§ Input material:
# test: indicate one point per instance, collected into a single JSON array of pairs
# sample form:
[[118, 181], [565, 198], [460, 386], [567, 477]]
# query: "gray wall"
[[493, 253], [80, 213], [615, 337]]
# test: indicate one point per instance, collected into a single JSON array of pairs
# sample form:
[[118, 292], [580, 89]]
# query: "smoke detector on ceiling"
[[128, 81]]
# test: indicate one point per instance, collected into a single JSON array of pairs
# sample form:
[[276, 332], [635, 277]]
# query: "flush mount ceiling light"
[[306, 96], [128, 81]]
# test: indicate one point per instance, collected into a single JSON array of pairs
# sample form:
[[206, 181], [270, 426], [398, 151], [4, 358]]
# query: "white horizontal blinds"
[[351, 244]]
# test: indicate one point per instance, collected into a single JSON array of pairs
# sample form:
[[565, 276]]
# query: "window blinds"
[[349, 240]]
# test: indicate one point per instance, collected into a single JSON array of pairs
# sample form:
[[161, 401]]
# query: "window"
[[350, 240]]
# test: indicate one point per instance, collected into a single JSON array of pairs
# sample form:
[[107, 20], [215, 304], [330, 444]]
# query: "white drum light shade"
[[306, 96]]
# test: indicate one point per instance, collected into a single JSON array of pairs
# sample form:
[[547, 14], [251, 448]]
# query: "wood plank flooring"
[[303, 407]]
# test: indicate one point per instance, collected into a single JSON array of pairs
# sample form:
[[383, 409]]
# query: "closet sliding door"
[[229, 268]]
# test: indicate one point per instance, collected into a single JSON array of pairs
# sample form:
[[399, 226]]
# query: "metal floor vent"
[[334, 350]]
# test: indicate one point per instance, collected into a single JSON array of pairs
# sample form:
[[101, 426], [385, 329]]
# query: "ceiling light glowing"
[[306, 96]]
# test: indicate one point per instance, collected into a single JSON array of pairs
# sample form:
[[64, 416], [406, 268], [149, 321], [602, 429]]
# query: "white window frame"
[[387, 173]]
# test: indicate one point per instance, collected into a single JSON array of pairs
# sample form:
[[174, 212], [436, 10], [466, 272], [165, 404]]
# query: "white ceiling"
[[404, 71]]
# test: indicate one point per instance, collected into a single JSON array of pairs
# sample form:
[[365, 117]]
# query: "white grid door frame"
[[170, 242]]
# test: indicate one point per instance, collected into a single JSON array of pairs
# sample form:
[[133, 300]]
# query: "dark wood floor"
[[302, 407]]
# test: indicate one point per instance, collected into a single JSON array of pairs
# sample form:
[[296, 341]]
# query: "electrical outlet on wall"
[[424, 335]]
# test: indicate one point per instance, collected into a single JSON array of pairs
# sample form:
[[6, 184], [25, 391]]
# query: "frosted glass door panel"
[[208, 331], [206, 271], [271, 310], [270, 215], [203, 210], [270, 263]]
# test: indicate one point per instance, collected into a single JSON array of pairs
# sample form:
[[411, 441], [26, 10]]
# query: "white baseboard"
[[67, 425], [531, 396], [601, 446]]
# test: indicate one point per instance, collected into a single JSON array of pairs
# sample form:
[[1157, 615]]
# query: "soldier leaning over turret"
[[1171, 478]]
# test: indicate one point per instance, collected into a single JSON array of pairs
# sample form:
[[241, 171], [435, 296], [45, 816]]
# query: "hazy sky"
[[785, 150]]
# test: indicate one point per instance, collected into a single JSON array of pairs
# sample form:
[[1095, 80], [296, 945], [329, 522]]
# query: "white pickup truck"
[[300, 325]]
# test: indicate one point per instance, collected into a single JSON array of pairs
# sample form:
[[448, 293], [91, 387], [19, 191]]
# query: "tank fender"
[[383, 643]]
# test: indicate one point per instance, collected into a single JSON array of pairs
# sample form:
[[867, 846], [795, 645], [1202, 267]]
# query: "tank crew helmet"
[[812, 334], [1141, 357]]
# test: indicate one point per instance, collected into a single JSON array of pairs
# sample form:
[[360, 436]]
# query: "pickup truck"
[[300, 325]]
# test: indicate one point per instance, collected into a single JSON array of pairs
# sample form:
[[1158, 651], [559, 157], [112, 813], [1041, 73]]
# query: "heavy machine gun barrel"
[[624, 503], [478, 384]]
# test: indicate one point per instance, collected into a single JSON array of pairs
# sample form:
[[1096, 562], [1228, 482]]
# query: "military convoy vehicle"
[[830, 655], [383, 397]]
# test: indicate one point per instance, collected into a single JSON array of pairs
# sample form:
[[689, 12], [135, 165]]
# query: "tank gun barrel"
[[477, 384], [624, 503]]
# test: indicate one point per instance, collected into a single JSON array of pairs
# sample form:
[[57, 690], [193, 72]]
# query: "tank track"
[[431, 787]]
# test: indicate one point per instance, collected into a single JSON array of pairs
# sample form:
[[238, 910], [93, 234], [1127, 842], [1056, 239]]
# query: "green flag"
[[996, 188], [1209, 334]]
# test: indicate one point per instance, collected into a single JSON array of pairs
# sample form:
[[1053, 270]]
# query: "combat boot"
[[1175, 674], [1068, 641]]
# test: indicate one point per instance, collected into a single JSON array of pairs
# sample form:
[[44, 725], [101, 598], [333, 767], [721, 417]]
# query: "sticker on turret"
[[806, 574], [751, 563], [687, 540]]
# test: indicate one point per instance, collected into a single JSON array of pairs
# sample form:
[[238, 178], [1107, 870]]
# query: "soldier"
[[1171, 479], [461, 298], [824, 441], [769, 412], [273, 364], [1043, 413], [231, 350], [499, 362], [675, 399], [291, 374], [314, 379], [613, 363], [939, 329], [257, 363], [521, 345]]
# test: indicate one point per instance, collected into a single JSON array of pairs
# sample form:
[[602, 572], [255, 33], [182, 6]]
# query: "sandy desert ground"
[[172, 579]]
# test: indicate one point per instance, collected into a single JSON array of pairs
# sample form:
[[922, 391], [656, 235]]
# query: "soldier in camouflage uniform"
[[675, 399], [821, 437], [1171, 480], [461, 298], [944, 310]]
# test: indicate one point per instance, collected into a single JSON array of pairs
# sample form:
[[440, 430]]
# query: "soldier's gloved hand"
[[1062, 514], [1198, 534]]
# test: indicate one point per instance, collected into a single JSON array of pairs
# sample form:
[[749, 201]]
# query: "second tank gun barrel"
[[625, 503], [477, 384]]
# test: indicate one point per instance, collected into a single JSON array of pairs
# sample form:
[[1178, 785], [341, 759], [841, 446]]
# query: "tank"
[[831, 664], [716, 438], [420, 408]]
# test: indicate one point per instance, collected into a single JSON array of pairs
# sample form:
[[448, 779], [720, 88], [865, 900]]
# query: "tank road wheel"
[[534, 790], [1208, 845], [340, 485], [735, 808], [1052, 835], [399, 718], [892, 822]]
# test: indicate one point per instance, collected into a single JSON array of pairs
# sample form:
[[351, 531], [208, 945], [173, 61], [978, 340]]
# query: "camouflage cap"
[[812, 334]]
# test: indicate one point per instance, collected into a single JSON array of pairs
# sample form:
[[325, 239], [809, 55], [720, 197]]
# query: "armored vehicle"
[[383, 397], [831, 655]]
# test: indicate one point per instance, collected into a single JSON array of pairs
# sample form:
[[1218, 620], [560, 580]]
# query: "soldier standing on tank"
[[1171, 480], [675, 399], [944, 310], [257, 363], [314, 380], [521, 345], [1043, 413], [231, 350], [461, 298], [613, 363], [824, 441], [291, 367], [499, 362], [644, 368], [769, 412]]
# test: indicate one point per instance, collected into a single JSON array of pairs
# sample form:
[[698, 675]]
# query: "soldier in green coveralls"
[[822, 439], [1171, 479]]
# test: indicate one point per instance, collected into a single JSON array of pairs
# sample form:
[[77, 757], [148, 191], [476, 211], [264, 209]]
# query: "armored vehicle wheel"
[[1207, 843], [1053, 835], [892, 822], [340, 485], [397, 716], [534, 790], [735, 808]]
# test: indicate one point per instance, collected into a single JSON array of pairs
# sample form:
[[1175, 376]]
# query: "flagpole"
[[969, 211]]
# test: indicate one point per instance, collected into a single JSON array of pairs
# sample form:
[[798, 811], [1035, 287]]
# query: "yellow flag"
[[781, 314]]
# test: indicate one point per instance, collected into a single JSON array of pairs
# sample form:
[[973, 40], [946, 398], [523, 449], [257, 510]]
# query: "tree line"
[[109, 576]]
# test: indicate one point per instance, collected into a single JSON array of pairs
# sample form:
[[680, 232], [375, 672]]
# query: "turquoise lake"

§ Problem requirements: Can you put the items into a numbered list with blank lines left out, covering only the part that runs from the start of the items through the line containing "[[303, 407]]", both ends included?

§ Solution for this exercise:
1. # test: indicate one point per instance, collected into a single JSON array of pairs
2. # sample form:
3. [[118, 181], [565, 198], [460, 386], [567, 477]]
4. # query: "gray wall"
5. [[493, 253], [80, 213], [615, 337]]
6. # test: indicate one point per instance, collected into a single JSON array of pairs
7. # sample form:
8. [[118, 292], [580, 89]]
9. # query: "smoke detector on ceiling"
10. [[128, 81]]
11. # test: indicate one point per instance, collected into a single JSON array of pairs
12. # sample form:
13. [[276, 332], [635, 277]]
14. # query: "flush mount ceiling light"
15. [[306, 96], [128, 81]]
16. # test: indicate one point per instance, collected into a single JSON array of pairs
17. # sample form:
18. [[206, 181], [270, 426], [398, 151], [4, 358]]
19. # query: "white horizontal blinds"
20. [[351, 244]]
21. # test: indicate one point per instance, collected into a single JSON array of pairs
22. # sample form:
23. [[565, 276]]
24. # query: "window blinds"
25. [[349, 240]]
26. # test: indicate one point per instance, collected into a single JSON array of pairs
27. # sample form:
28. [[161, 401]]
29. # query: "window"
30. [[350, 240]]
31. # test: indicate one point per instance, collected into a single JSON array of pairs
32. # sample form:
33. [[107, 20], [215, 304], [330, 444]]
34. # query: "white drum light shade"
35. [[306, 96]]
36. # test: indicate one point per instance, collected into a single JSON array of pairs
37. # sample form:
38. [[547, 14], [251, 448]]
39. # query: "wood plank flooring"
40. [[303, 407]]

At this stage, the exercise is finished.